Copy out each line below that contains the word "patch".
* * * *
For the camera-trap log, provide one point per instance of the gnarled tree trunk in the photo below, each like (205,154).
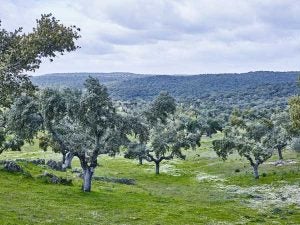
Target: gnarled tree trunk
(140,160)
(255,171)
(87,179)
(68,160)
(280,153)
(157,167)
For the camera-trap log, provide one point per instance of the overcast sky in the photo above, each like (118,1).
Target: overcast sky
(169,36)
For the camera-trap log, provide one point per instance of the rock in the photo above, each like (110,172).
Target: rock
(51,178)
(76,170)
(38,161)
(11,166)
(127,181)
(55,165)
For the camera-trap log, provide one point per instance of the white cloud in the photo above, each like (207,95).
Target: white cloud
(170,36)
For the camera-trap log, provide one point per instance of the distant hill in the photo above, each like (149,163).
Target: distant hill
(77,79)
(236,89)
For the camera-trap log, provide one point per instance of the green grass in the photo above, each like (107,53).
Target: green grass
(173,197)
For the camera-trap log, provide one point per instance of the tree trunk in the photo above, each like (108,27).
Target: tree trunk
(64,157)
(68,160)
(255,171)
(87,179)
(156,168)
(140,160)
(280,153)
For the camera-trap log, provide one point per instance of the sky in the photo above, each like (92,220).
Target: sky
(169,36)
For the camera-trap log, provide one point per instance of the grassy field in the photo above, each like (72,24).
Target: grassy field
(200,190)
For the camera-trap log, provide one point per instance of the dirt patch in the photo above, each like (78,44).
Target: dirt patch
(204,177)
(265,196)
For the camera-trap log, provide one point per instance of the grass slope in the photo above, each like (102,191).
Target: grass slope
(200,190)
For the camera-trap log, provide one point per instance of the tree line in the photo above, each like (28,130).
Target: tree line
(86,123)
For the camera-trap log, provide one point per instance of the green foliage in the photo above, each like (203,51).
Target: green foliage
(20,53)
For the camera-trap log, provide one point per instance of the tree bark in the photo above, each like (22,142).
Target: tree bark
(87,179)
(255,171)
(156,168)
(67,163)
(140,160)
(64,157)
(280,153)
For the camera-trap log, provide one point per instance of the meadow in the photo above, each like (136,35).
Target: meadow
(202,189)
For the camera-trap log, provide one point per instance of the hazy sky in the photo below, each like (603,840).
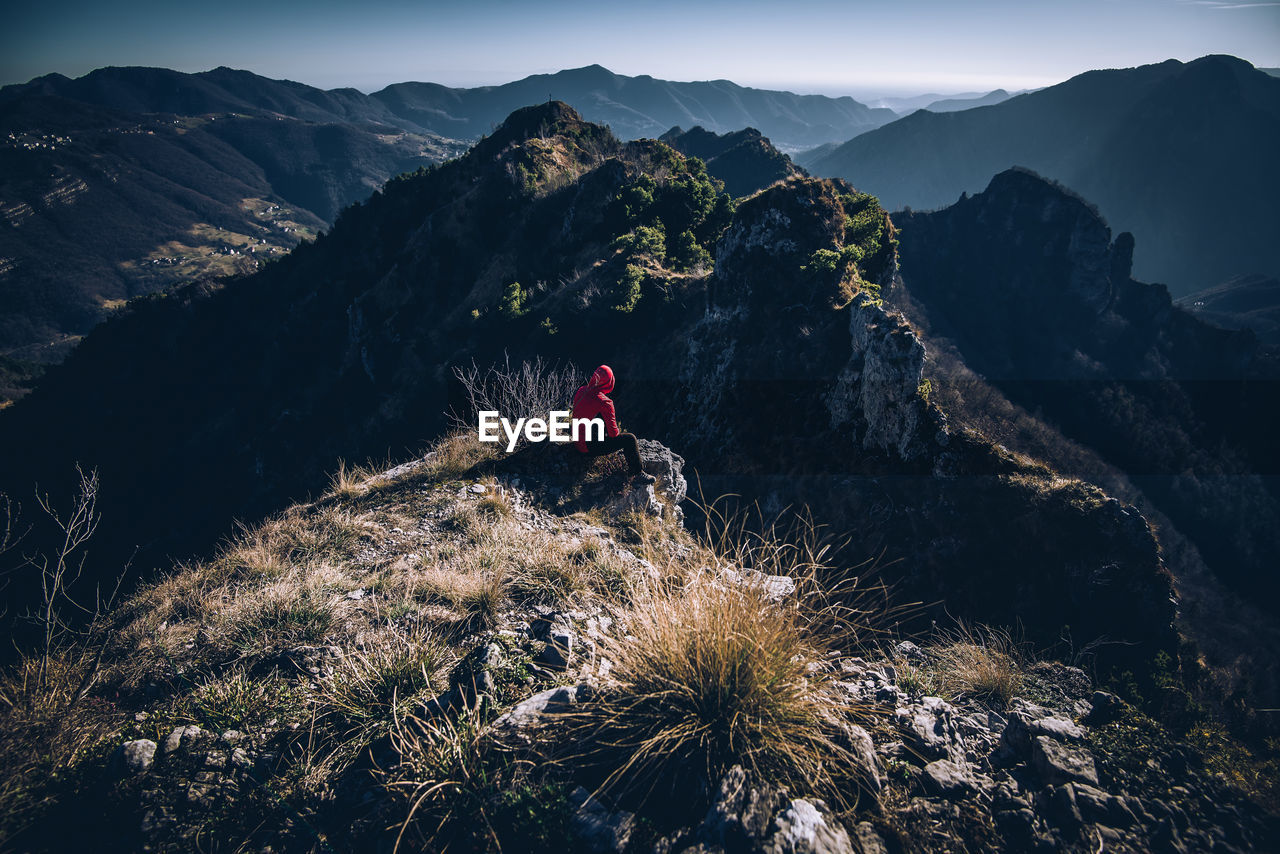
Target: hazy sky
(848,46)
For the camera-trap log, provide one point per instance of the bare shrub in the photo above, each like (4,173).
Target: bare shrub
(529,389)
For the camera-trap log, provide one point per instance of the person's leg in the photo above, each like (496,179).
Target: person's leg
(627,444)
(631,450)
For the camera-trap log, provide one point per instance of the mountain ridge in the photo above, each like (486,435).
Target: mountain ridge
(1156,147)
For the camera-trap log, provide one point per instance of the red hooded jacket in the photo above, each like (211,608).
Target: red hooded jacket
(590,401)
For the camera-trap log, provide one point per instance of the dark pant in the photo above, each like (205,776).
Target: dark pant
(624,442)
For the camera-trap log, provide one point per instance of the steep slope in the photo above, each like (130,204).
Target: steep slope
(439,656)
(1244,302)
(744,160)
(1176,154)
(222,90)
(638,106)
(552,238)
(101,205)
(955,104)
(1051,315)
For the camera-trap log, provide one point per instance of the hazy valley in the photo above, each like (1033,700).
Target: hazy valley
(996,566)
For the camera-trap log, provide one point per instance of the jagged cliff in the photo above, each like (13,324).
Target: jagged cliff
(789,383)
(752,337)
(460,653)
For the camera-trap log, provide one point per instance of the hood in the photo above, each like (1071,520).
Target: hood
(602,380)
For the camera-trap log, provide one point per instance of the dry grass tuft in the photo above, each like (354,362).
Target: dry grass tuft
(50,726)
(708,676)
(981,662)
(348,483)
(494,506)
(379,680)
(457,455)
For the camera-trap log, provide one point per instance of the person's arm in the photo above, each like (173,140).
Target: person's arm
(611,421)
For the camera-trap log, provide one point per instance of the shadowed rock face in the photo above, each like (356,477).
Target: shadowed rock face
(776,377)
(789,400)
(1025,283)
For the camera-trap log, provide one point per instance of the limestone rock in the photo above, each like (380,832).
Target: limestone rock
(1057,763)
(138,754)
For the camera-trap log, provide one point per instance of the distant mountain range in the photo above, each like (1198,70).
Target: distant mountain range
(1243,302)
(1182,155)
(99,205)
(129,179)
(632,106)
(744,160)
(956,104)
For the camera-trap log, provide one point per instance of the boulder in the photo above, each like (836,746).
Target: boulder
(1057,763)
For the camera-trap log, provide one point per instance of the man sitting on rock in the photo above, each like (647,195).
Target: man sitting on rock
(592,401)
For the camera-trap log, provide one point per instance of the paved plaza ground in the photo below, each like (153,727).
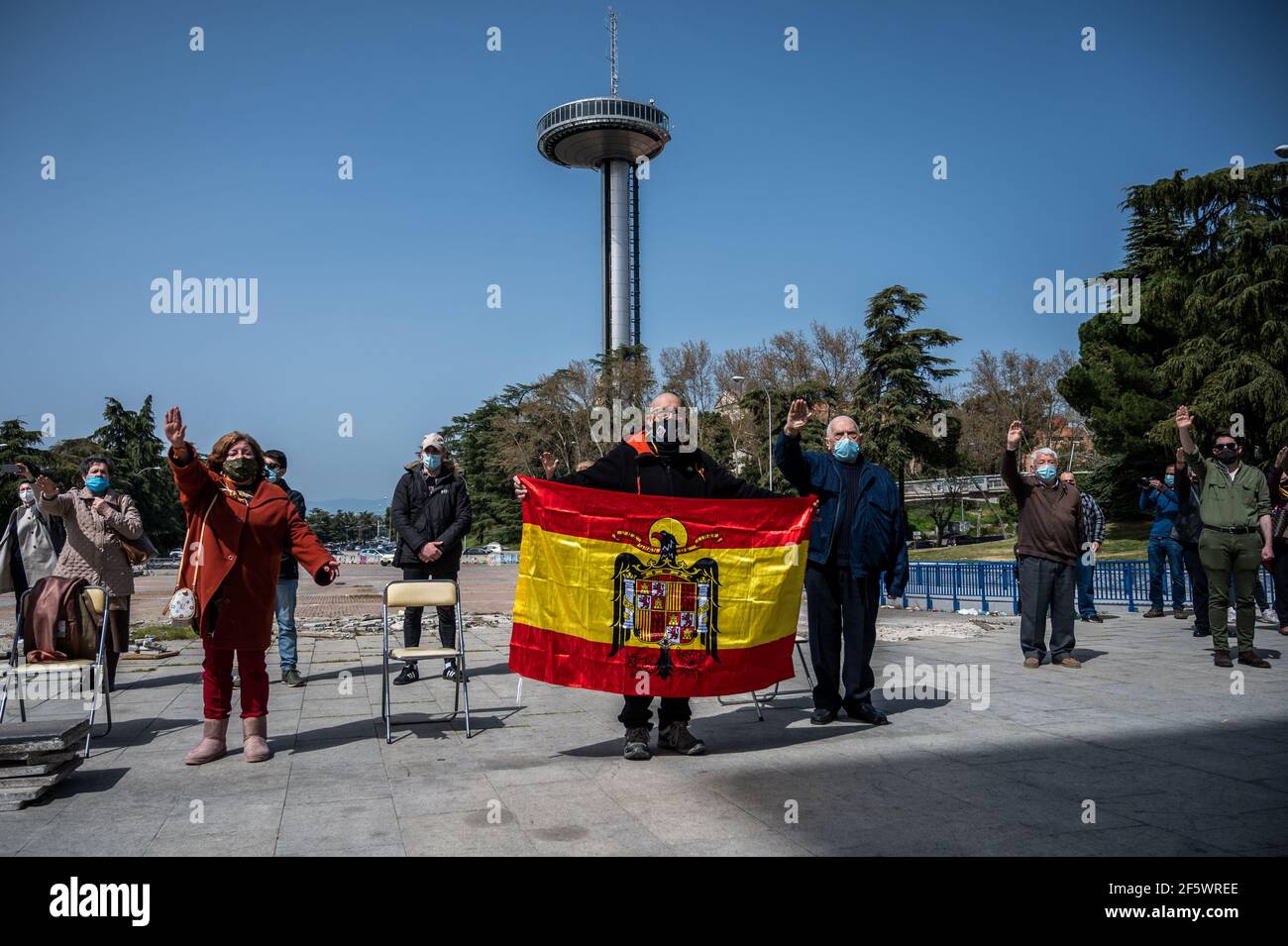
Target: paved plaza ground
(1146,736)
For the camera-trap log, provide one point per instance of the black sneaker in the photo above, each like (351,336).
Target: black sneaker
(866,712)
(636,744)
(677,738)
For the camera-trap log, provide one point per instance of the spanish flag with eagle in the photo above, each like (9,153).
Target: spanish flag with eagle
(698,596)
* * * *
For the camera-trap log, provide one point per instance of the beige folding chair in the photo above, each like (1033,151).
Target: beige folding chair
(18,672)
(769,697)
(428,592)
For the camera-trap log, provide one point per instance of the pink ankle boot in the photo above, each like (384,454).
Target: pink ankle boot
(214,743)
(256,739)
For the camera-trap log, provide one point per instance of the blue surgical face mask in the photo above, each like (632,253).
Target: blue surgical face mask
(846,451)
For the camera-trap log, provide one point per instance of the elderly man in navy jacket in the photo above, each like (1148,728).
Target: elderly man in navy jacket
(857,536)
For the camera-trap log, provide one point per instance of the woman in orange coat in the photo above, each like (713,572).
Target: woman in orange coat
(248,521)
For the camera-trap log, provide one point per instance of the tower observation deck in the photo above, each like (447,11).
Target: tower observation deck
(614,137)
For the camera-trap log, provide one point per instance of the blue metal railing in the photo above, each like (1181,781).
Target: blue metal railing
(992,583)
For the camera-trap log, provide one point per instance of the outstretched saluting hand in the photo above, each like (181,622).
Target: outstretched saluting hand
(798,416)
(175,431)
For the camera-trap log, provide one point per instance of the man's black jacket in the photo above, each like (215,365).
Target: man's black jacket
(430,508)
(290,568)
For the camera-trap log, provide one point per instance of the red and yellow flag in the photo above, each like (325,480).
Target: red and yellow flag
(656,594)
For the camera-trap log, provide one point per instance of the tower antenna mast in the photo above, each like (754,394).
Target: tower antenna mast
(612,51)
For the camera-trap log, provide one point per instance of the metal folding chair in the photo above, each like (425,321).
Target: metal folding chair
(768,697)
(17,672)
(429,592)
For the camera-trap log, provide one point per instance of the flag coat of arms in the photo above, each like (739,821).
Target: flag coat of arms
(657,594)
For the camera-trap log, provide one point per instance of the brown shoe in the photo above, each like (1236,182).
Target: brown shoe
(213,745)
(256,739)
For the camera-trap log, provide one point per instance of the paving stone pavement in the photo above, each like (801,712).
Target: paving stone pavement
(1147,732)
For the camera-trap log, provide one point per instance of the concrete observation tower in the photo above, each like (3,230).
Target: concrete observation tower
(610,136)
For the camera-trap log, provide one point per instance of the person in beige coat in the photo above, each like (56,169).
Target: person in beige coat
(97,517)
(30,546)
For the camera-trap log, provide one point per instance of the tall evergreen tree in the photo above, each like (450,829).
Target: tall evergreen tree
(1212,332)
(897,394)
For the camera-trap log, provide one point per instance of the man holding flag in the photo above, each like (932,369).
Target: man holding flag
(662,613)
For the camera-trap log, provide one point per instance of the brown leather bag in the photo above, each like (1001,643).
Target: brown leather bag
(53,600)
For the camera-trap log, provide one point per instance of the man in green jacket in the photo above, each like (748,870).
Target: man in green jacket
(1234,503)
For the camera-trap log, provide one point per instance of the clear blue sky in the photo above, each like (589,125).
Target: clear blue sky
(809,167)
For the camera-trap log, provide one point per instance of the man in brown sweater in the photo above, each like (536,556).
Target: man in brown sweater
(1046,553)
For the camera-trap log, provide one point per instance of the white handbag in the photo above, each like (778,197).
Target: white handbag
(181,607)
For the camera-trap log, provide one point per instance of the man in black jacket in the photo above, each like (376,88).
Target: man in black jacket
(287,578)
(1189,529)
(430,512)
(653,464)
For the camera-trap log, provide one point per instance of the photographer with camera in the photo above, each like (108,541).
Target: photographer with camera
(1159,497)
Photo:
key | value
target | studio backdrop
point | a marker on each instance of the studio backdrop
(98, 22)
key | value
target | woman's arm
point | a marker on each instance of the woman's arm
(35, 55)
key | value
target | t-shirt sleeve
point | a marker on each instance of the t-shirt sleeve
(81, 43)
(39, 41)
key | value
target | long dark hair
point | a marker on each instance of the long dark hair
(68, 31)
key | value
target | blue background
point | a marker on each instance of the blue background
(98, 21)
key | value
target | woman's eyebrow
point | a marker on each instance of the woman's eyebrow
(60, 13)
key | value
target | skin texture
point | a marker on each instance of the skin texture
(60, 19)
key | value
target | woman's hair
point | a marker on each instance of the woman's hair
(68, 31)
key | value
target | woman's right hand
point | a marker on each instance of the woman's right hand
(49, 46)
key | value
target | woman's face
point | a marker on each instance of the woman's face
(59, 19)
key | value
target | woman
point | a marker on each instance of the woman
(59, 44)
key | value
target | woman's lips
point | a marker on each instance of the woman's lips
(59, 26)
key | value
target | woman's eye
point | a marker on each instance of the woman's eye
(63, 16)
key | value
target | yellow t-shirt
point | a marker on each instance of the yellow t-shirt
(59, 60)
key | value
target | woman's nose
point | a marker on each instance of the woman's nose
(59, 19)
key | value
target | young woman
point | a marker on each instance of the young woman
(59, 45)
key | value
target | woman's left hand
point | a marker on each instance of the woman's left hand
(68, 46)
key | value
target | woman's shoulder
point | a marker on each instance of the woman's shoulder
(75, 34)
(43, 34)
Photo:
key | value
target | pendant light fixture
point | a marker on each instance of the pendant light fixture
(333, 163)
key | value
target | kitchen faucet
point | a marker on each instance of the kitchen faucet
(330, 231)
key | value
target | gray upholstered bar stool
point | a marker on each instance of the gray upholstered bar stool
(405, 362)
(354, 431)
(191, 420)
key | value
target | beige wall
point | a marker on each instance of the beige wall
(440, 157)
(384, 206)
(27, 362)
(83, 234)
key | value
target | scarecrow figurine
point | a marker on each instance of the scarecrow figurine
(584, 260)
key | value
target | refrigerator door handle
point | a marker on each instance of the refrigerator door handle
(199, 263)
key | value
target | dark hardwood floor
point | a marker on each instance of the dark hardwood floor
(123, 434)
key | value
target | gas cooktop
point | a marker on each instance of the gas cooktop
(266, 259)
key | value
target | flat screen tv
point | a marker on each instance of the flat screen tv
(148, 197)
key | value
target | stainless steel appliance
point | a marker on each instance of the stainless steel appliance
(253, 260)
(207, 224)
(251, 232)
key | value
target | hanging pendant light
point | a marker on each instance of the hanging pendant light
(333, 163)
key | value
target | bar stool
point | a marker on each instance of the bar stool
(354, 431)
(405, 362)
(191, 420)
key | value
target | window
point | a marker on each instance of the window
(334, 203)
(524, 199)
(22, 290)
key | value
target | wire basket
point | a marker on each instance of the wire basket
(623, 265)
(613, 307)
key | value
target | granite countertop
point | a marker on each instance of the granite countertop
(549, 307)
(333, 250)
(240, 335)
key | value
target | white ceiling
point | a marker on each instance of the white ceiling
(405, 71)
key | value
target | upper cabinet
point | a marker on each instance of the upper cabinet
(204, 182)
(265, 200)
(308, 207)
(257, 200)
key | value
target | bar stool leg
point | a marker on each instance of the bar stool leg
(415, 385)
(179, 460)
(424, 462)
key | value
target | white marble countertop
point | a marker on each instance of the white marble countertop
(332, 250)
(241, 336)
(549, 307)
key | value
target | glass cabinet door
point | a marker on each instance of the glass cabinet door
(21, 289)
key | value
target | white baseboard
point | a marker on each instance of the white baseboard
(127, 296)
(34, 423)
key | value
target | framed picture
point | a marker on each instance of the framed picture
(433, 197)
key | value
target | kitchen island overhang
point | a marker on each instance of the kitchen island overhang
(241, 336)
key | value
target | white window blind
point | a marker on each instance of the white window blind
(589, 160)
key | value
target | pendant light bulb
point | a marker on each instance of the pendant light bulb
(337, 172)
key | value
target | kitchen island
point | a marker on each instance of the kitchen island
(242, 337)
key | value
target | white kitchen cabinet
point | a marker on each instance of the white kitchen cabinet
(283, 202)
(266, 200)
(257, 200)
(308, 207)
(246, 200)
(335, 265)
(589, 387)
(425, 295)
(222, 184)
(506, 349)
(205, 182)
* * * *
▸ Task result
For the camera-trap log, provide one point per instance of the dirt patch in the photo above, each like (78,44).
Target: dirt patch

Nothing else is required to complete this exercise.